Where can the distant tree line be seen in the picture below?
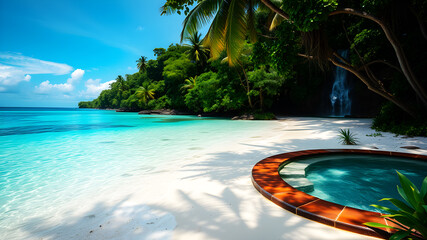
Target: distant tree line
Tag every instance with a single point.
(264, 55)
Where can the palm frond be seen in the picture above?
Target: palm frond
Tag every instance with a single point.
(215, 38)
(236, 30)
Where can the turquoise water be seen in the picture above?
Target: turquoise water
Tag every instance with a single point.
(49, 157)
(361, 180)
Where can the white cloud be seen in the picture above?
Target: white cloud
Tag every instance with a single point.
(47, 87)
(15, 68)
(94, 87)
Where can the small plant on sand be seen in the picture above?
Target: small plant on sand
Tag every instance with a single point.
(346, 137)
(411, 216)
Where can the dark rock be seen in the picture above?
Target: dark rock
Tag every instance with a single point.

## TASK TO COMPLETE
No image belongs in the copy. Transcribe the full listing verbatim.

## SOLUTION FOR THIS PROBLEM
Where can the distant tree line be seen in the picture below?
Target: distant tree line
Tag every instance with a single point.
(264, 55)
Where can the palm frond be seen in the picture above?
Target: palm frond
Tag every instance with a single point.
(215, 38)
(236, 30)
Where can the turquoise water be seen in the picture above?
Target: turquoise water
Tag every instance with a single point.
(49, 157)
(361, 180)
Where can the white cloud be seen in the picture above?
Target: white cloud
Tag every instance with a single point.
(47, 87)
(15, 68)
(94, 87)
Where can the small plant on sand be seen in the picture above?
Target: small plant on sand
Tag every instance with a single point.
(346, 137)
(411, 216)
Where can the dark rock be seen in the picture above?
Target: dark rock
Tag every instance with a single point.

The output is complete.